== Work item A ==
List every data transformation named in the passage on transforming microarray gene data.
== Work item B ==
From the passage on transforming microarray gene data, quote the portion from "However the gene" up to and including "for all genes.".
== Work item C ==
Continue the passage on transforming microarray gene data from the point where it stops.
Start of Selected text
However the gene abundances on the log scale usually show greater variation near the bottom end, giving rise to the characteristic ‘funnel’ shape of many microarray plots. The log transform is too ‘strong’, and partly reverses the inequality of measurement variances. A weaker transform, such as a cube root, would bring the variances closer to equal. Some researchers have devised ‘variance-stabilizing’ transformations, which attempt to equalize measurement errors for all genes.
However we are not in principle comparing different genes, but rather the same genes across different groups, and in most experiments, few genes change more than three-fold in mean levels. For studies where gene levels are fairly constant, and changes are expected to be modest, such as neuroscience studies, there is no need to transform data. For studies of cancerous tissue, where often some genes are elevated ten-fold or more, and these increases are highly variable between individuals, the log transform is very useful. For studies with at most moderate fold changes – such as most experimental treatments on healthy animals – it would be better to use a weaker transform, such as a cube-root transform or a ‘variance-stabilizing’ transform’. However most people find these less common transforms confusing; then as a practical alternative, it is worth doing the analysis in parallel in both log and true scale, and discarding genes whose significance disappears entirely under one or the other. However there are other reasons to equalize variances for all genes; roughly equal variances are necessary for SAM and for the empirical Bayes methods described below.
End of Selected text
Start of Dataset content
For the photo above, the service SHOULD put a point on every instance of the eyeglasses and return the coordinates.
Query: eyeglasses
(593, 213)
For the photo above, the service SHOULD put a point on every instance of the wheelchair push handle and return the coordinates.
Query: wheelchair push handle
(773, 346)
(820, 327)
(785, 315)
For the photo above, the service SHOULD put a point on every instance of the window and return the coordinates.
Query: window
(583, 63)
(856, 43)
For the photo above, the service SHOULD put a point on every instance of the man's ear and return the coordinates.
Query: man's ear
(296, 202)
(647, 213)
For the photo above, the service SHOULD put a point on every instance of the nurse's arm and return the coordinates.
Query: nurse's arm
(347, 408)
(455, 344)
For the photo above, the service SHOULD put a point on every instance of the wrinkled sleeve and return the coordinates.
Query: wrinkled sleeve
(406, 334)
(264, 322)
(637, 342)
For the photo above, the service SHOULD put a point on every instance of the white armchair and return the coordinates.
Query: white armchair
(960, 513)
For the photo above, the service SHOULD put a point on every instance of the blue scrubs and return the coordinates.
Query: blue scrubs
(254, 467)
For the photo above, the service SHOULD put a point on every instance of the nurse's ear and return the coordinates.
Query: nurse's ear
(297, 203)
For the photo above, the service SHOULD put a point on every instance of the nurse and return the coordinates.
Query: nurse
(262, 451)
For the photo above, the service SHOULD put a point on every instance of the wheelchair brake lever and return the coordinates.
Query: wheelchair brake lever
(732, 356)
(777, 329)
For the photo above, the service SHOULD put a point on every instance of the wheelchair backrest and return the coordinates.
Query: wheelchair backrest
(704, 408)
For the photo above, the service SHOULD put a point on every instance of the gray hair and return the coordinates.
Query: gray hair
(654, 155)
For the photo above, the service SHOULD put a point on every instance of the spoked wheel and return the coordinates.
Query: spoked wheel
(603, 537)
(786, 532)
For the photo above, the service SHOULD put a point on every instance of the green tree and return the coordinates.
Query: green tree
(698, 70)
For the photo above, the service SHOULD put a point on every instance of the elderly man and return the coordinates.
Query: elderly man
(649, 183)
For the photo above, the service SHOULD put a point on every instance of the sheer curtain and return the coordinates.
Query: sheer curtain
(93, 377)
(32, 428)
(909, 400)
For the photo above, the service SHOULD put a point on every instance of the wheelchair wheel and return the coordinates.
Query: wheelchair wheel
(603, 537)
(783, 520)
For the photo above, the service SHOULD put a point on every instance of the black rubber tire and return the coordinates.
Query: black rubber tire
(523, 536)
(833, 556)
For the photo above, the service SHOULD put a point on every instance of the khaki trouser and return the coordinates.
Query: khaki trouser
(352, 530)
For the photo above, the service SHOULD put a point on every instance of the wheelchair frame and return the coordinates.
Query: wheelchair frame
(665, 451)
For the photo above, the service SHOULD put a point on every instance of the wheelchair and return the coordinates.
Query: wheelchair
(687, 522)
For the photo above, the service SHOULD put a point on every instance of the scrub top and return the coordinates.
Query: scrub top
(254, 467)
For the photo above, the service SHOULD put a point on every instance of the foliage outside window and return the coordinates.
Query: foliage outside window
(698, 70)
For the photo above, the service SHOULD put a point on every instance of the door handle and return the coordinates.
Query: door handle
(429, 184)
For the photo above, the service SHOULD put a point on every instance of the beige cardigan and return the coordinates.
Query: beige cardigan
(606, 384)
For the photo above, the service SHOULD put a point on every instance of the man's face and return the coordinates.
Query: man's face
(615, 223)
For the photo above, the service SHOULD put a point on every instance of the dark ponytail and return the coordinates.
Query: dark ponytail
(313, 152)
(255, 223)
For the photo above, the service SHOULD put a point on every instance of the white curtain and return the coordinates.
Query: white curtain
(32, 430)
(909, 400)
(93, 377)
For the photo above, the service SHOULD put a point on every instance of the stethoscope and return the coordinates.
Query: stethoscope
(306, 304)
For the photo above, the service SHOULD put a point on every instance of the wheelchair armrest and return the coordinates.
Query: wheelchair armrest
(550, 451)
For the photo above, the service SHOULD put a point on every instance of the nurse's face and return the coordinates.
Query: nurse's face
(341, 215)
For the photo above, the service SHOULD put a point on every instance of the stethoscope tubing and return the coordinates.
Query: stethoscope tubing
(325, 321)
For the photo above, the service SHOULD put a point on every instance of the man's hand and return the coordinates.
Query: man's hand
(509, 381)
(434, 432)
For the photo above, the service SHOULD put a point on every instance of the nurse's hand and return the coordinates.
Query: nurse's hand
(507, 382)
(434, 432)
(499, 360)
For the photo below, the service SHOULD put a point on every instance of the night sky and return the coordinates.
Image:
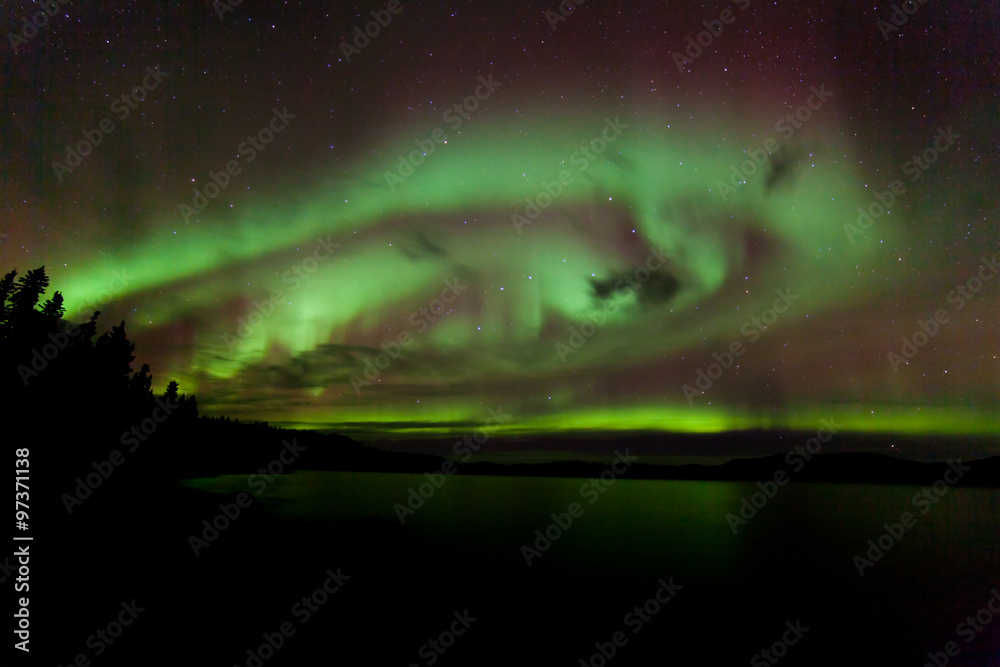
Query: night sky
(379, 197)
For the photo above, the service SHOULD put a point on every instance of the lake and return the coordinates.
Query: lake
(794, 561)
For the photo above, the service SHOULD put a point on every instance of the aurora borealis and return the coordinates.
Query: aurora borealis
(576, 241)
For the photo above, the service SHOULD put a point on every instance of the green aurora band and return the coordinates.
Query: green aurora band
(655, 186)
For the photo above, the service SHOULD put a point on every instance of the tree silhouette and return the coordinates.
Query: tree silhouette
(52, 371)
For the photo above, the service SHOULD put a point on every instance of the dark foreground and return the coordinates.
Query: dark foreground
(390, 591)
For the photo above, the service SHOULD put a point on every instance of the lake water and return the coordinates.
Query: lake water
(793, 560)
End of Dataset content
== Response box A ==
- Log transform
- Cube-root transform
- Variance-stabilizing transform

== Response box B ==
However the gene abundances on the log scale usually show greater variation near the bottom end, giving rise to the characteristic ‘funnel’ shape of many microarray plots. The log transform is too ‘strong’, and partly reverses the inequality of measurement variances. A weaker transform, such as a cube root, would bring the variances closer to equal. Some researchers have devised ‘variance-stabilizing’ transformations, which attempt to equalize measurement errors for all genes.

== Response box C ==
These issues are discussed more fully in the section on Transforms in Distributions of Microarray Intensities.
 

Comparison of Two Groups of Samples

The simplest and most common experimental set-up is to compare two groups: for example, Treatment vs. Control, or Mutant vs. Wild type. The issues arising in simple comparisons arise also in more complex settings; it is easier to explain these in the simpler context.
The long-time standard test statistic for comparing two groups is the t-statistic:
t = (xi,1 – xi,2) / si,
where xi,1 is the mean value of gene i in group 1, xi,2 is the mean in group 2, and si is the (non-pooled) within-groups standard error (SE) for gene i.
Usually the majority of genes are not consistently changed between groups. For the unchanged genes, the values of their t-statistic would follow the t-distribution indexed by n1+n2 – 2 degrees of freedom, in repeated trials, provided there are no outliers in the samples. As a matter of practice, in almost all cases, the values of the t-statistics for all of the unchanged genes in a single experiment also follow a t-distribution. If the researcher expects only a small number of genes are greatly changed, then a convenient way of assessing the most likely true positives is to plot the t-scores obtained, against the t-distribution. Usually the t-scores of the unchanged genes follow the t-distribution; if the unchanged genes are the overwhelming majority, then this plot will be a straight line at 45o. The t-scores for the few really significant genes are more extreme, and stand out from the straight line, where they can be easily seen. A small R program that does this is here.
 

Figure 1. A quantile plot
A drawback of the t-statistic for microarray datasets is that most experiments have only a few samples in each group (n1 and n2 are small), and so the standard error si is not very reliable. In a modest fraction of cases, si is (by normal sampling variation) greatly under-estimated, and genes that are little changed give rise to extreme t-values, and therefore false positives. The theory compensate for some of these false positives, in that the tails of the t-distribution are much further out than those of a Normal curve. This causes a reverse problem: a truly changed gene has to change a great deal to give convincing evidence; therefore many of the moderately changed genes won’t show convincing evidence of change.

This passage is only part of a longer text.